◆ **Aim of the exercise**
Report each line of the data below in which "bottle" appears.

------------------------------------------------

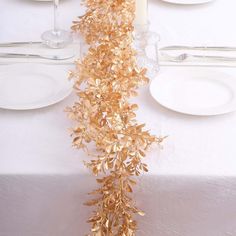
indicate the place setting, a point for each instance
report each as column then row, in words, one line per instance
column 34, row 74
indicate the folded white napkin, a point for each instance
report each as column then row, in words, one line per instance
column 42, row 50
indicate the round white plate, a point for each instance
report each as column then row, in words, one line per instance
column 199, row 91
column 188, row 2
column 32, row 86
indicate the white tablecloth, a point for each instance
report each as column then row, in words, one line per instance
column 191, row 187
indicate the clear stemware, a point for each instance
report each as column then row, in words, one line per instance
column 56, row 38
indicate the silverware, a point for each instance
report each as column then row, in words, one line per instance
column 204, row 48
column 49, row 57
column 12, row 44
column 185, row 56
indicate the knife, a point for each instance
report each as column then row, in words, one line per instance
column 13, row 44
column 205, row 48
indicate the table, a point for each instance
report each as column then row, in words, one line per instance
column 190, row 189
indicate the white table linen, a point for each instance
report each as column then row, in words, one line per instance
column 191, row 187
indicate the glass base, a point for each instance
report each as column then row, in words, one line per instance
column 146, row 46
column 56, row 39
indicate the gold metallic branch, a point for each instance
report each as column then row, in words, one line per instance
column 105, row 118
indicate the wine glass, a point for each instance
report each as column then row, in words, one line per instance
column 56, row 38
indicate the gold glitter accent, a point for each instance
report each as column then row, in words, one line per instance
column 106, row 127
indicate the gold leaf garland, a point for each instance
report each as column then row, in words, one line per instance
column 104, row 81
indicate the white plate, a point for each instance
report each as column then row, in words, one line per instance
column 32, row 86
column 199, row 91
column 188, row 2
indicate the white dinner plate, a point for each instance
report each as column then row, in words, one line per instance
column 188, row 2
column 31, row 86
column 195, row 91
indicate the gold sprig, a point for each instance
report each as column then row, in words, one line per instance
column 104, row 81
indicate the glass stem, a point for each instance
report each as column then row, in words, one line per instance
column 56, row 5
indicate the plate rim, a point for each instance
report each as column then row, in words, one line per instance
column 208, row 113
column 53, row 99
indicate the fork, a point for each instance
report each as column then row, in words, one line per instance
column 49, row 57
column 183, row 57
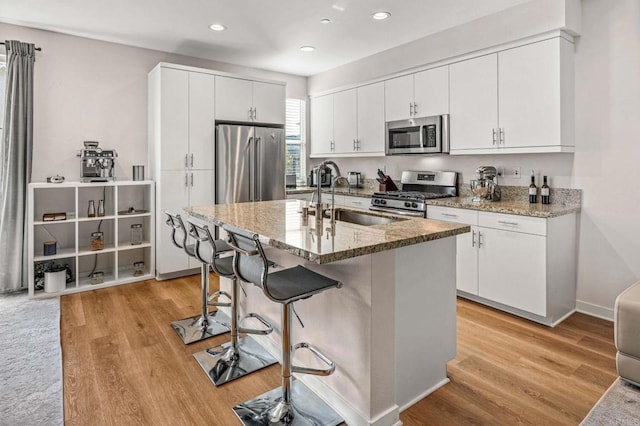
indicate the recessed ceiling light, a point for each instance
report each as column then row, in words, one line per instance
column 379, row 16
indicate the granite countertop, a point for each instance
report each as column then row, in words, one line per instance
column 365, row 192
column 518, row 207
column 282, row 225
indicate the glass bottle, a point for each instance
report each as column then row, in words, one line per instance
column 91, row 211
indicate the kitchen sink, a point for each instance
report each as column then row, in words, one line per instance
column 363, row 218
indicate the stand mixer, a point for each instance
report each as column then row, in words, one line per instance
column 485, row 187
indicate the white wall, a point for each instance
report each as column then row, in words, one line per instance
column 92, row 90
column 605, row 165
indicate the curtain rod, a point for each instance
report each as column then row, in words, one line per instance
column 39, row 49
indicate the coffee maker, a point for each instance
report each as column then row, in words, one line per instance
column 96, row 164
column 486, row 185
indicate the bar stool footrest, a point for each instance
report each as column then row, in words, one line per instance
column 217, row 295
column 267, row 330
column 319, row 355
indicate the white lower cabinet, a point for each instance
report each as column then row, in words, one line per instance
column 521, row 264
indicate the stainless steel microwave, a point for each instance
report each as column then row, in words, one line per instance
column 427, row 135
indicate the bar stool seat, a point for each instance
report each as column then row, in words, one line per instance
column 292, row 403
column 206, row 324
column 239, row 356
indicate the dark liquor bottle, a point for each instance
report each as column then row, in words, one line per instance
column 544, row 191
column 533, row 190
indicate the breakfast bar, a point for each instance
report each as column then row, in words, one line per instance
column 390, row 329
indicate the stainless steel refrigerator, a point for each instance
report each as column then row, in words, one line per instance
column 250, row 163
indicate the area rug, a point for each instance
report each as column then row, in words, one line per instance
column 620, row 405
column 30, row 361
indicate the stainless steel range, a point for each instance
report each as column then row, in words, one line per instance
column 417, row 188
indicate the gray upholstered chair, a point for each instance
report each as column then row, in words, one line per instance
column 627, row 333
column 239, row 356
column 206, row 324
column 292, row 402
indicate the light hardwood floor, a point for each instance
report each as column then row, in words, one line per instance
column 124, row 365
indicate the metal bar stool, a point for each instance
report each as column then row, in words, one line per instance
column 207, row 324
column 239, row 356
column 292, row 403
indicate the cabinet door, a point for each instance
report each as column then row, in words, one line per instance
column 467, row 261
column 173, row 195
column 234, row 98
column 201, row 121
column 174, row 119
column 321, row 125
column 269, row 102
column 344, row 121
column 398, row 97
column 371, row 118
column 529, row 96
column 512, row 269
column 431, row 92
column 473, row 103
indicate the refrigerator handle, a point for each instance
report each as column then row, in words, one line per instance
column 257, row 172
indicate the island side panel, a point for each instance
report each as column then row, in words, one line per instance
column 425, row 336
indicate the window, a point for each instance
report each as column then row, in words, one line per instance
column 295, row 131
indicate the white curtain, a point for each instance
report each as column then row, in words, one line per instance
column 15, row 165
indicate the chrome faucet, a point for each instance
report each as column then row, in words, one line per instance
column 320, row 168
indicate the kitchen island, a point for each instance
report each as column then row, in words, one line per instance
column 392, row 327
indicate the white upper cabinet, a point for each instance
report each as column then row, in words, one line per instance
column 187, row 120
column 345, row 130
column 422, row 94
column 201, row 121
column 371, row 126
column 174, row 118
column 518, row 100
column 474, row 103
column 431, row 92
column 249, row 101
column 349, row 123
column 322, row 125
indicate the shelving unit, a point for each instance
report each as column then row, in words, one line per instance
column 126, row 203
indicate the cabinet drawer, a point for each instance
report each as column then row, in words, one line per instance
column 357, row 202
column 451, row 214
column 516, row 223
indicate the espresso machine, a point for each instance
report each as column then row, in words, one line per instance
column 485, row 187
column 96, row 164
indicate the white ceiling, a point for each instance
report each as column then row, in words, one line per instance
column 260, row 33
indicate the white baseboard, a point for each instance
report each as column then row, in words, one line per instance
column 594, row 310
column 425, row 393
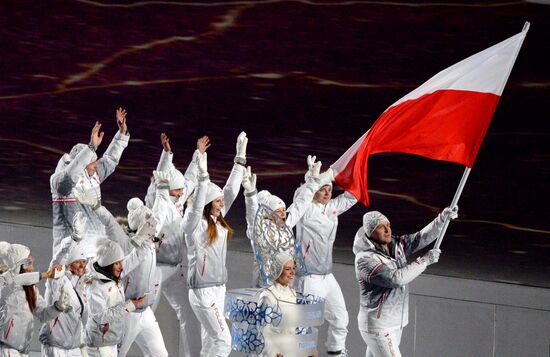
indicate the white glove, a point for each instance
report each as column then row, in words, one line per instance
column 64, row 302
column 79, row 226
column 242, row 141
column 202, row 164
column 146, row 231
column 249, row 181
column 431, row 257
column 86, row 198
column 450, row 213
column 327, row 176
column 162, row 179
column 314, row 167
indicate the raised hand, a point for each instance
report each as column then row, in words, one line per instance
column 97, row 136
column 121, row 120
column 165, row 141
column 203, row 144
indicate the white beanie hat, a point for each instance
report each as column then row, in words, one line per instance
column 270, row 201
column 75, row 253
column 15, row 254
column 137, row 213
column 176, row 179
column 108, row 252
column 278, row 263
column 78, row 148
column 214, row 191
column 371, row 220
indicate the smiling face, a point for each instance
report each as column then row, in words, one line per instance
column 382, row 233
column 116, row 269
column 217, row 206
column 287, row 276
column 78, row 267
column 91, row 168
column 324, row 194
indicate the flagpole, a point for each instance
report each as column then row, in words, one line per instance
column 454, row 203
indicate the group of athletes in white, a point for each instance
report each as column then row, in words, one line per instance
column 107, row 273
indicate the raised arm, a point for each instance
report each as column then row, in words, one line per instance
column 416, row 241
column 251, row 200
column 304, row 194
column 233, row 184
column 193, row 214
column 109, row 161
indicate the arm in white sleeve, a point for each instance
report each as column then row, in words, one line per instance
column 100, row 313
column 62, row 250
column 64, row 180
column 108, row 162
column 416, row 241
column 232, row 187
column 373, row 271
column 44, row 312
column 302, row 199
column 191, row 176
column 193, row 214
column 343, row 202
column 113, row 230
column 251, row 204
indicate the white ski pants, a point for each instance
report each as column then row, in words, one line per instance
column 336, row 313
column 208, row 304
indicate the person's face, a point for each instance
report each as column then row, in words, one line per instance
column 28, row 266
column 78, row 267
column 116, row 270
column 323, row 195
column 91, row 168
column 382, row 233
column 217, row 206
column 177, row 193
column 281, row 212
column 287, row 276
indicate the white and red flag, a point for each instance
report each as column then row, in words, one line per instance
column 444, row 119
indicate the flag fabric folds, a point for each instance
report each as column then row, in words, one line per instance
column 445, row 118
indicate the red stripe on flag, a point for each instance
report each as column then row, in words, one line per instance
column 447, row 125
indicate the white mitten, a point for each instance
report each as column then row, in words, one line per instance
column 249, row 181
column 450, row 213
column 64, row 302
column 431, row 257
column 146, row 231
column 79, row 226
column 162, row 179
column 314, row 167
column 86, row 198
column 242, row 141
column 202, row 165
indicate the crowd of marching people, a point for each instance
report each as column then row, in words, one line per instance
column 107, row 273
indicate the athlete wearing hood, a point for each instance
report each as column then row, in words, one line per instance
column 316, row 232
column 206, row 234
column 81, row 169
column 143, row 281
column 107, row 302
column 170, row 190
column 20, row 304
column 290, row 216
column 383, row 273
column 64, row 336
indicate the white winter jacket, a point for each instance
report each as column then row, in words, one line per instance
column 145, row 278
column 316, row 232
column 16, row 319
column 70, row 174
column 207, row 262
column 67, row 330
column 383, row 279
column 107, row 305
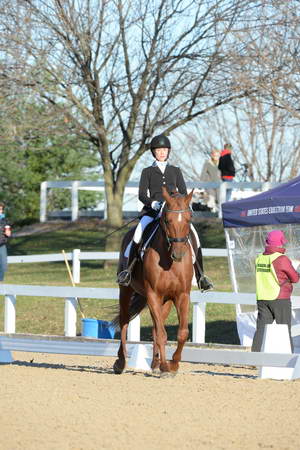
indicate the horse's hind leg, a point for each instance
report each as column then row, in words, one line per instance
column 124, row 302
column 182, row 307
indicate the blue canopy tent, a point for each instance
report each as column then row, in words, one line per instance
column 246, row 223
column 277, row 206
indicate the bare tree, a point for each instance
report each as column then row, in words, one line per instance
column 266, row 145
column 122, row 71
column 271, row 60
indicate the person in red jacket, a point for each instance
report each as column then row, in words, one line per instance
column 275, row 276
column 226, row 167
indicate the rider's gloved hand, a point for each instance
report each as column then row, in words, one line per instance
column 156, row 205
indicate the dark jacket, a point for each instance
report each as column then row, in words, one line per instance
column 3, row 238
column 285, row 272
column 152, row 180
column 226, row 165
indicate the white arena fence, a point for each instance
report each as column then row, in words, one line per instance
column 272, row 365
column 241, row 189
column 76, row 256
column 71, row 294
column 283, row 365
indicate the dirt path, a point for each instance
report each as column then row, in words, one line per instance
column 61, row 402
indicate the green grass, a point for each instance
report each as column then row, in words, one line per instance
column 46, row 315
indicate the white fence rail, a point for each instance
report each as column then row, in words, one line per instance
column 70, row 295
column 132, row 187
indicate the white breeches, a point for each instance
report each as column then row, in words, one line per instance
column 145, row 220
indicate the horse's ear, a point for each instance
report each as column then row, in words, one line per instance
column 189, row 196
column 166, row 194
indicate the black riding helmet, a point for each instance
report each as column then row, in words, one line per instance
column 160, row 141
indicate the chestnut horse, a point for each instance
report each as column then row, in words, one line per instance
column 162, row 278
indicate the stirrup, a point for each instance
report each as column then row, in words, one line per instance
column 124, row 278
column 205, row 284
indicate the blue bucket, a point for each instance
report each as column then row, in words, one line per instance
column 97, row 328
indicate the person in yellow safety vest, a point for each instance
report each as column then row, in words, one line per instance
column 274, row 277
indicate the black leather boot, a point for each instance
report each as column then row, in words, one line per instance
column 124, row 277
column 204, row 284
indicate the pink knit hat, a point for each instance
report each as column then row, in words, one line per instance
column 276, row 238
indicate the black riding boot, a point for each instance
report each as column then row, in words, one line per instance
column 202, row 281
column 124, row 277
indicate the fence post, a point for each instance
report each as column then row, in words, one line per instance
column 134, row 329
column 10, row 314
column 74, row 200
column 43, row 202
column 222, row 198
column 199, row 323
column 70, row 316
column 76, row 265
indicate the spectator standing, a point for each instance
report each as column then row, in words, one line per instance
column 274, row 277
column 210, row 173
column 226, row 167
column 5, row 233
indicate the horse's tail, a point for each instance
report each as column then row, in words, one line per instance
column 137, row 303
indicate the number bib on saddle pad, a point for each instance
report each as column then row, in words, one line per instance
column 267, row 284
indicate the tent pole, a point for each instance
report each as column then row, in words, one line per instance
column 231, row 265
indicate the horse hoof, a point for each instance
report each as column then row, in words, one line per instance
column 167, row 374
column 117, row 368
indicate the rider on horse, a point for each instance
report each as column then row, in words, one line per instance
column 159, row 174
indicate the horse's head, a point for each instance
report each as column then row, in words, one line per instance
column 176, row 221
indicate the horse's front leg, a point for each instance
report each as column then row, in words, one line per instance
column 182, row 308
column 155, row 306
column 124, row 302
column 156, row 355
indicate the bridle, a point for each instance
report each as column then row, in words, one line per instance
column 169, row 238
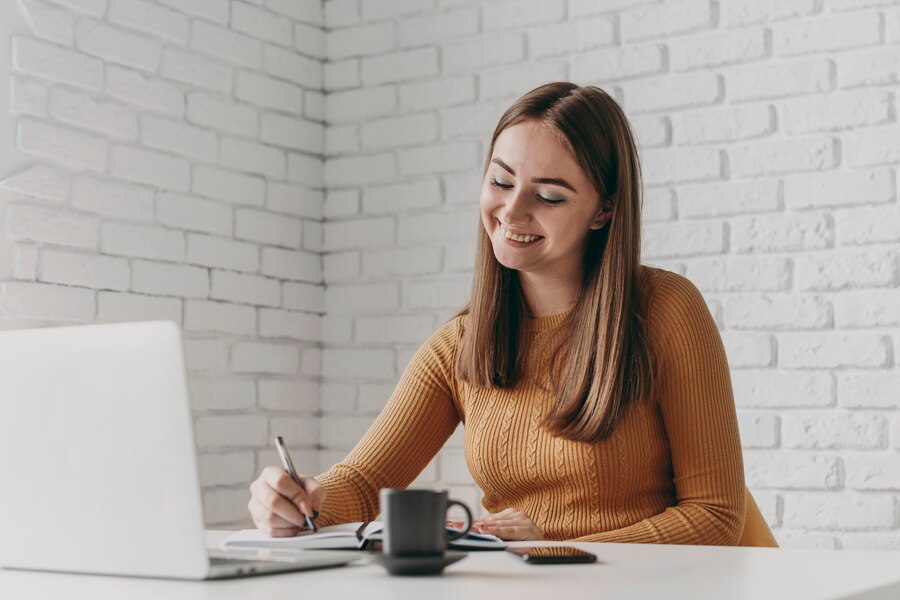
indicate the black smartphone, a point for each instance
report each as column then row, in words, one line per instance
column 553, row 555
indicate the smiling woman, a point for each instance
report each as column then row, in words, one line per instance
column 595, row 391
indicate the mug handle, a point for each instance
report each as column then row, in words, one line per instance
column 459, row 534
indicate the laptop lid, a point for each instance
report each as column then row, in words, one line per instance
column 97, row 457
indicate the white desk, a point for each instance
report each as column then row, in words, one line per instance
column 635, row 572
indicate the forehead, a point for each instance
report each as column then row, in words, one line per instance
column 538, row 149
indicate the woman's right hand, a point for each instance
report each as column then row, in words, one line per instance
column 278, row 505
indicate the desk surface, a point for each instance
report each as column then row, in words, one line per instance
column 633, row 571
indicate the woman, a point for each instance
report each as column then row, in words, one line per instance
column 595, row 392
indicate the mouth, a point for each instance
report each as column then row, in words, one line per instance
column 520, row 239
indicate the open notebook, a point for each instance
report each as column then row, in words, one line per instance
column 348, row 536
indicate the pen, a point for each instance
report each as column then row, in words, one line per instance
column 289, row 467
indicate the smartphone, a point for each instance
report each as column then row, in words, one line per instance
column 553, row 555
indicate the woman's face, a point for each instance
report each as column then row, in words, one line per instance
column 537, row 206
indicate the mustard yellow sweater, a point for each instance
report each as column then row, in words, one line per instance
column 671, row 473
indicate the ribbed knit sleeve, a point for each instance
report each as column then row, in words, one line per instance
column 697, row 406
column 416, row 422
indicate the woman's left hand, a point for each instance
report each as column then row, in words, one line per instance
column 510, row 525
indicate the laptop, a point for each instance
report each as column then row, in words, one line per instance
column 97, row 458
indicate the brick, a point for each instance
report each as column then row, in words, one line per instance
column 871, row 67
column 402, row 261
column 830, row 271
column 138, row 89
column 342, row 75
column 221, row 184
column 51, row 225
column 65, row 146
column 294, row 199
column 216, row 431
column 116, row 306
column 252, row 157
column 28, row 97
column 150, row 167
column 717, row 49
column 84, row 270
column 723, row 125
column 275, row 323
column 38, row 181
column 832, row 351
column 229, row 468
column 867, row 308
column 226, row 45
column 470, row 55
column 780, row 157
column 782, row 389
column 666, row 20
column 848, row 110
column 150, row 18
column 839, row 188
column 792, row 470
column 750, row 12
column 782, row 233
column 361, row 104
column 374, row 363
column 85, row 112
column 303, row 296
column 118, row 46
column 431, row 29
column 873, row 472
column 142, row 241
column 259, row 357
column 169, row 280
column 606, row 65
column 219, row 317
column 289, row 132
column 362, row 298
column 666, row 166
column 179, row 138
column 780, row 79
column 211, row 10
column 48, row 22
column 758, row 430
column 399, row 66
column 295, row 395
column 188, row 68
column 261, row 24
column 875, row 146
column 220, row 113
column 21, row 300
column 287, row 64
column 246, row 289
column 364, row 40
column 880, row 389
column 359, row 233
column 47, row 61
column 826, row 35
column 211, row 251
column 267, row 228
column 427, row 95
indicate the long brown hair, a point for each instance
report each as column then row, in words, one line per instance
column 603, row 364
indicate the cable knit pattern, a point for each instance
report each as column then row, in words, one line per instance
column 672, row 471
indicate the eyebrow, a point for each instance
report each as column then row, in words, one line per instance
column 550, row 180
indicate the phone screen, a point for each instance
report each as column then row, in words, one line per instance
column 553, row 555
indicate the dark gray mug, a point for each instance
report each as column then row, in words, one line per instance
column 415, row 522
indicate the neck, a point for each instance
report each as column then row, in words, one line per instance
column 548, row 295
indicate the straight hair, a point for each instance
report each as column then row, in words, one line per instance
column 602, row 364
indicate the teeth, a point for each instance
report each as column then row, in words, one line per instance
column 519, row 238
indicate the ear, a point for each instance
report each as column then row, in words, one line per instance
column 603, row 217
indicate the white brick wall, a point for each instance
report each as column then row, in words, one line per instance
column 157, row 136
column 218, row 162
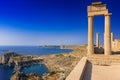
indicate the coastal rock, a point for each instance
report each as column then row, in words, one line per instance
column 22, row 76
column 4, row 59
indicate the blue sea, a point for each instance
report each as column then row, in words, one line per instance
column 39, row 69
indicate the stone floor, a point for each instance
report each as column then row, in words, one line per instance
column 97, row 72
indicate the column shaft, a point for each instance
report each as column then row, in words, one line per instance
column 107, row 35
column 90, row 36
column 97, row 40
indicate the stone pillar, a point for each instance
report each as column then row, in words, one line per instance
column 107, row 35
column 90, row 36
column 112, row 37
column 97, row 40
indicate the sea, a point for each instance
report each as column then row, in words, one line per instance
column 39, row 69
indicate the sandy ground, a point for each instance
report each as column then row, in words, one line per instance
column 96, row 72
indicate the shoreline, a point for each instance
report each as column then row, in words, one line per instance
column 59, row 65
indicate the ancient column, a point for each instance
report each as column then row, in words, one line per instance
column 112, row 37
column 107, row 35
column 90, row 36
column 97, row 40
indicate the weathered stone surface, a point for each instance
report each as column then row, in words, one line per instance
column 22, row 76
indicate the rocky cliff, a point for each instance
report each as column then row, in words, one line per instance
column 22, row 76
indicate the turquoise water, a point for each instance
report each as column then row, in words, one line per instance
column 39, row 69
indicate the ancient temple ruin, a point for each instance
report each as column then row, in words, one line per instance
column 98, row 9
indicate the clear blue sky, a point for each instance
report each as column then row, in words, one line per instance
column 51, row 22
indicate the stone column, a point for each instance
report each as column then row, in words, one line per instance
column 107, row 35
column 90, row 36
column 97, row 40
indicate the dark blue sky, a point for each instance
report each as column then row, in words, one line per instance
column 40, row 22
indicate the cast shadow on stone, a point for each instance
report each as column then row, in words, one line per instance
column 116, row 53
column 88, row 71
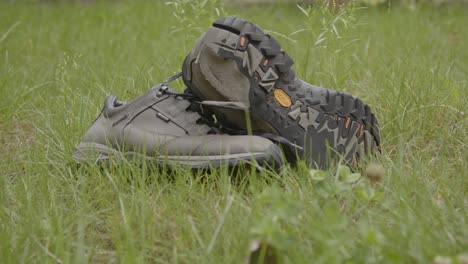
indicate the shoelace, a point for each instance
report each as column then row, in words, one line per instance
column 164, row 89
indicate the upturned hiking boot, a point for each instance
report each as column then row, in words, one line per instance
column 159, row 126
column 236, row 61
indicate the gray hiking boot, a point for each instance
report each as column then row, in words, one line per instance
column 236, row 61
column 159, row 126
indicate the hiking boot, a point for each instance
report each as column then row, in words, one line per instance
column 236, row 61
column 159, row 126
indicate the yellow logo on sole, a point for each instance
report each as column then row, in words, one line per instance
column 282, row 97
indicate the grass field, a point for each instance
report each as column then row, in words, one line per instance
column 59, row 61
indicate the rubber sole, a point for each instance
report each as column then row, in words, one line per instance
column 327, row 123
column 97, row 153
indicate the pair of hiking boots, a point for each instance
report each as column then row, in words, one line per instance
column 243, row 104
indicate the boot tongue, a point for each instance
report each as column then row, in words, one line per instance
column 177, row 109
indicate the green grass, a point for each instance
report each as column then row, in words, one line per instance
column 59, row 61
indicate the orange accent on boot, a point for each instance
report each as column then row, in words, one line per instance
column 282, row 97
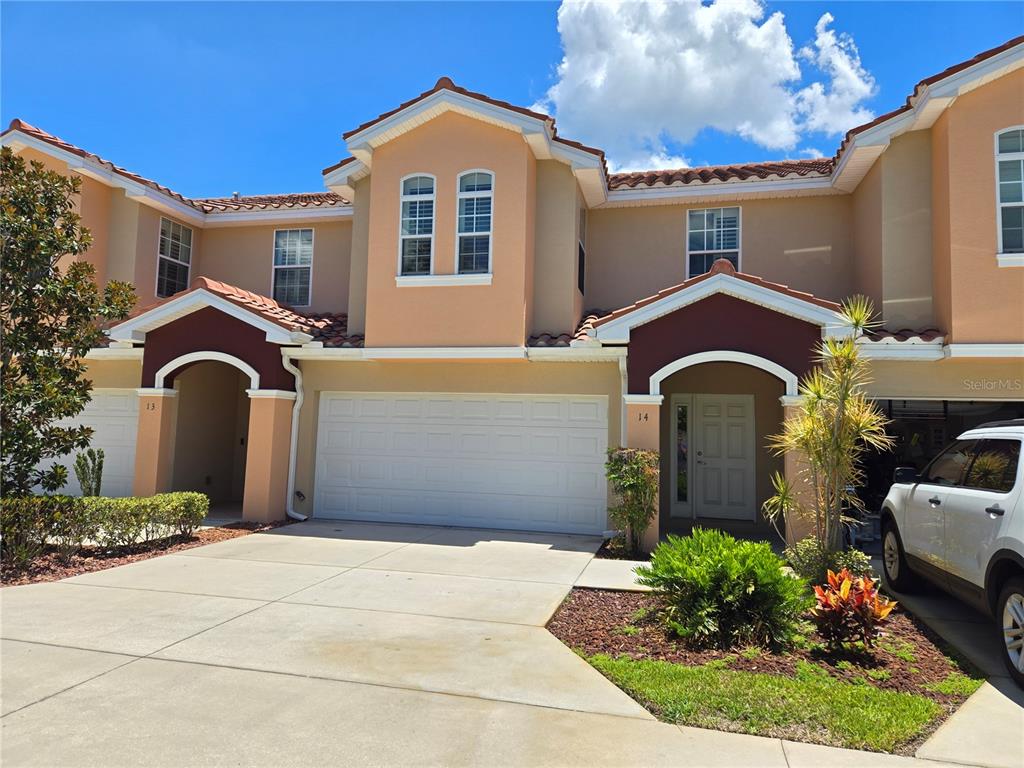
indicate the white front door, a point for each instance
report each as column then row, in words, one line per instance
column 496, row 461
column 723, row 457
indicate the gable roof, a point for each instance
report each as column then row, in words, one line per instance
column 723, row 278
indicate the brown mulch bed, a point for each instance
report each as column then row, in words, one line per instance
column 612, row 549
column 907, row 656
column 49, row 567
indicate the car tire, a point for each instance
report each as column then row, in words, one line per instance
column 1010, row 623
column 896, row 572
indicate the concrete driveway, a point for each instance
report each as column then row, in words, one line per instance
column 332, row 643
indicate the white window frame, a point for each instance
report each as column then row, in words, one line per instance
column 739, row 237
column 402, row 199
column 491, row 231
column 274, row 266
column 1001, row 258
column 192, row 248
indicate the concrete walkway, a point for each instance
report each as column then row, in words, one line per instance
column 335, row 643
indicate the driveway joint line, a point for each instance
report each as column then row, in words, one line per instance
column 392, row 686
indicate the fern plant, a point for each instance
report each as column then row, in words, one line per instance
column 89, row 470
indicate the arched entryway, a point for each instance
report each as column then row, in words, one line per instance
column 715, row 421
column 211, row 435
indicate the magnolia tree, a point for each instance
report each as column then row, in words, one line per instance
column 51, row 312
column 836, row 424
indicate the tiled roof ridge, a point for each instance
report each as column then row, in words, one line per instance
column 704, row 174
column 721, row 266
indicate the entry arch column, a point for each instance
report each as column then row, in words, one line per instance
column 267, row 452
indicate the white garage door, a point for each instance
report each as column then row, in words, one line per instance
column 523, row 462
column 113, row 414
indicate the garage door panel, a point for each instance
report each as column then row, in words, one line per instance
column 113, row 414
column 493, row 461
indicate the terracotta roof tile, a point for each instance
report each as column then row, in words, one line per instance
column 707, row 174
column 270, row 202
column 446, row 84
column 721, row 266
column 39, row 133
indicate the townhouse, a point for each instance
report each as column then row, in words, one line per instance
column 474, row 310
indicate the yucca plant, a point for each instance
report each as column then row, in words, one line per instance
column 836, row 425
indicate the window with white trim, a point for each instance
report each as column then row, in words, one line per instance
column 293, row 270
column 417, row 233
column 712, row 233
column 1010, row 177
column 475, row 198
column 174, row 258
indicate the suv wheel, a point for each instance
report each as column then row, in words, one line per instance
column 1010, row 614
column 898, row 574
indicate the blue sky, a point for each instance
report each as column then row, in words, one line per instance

------------------------------------------------

◆ **Output for this task**
indicate the glass bottle, a point for each instance
indicate the dark liquor bottle, a point for each instance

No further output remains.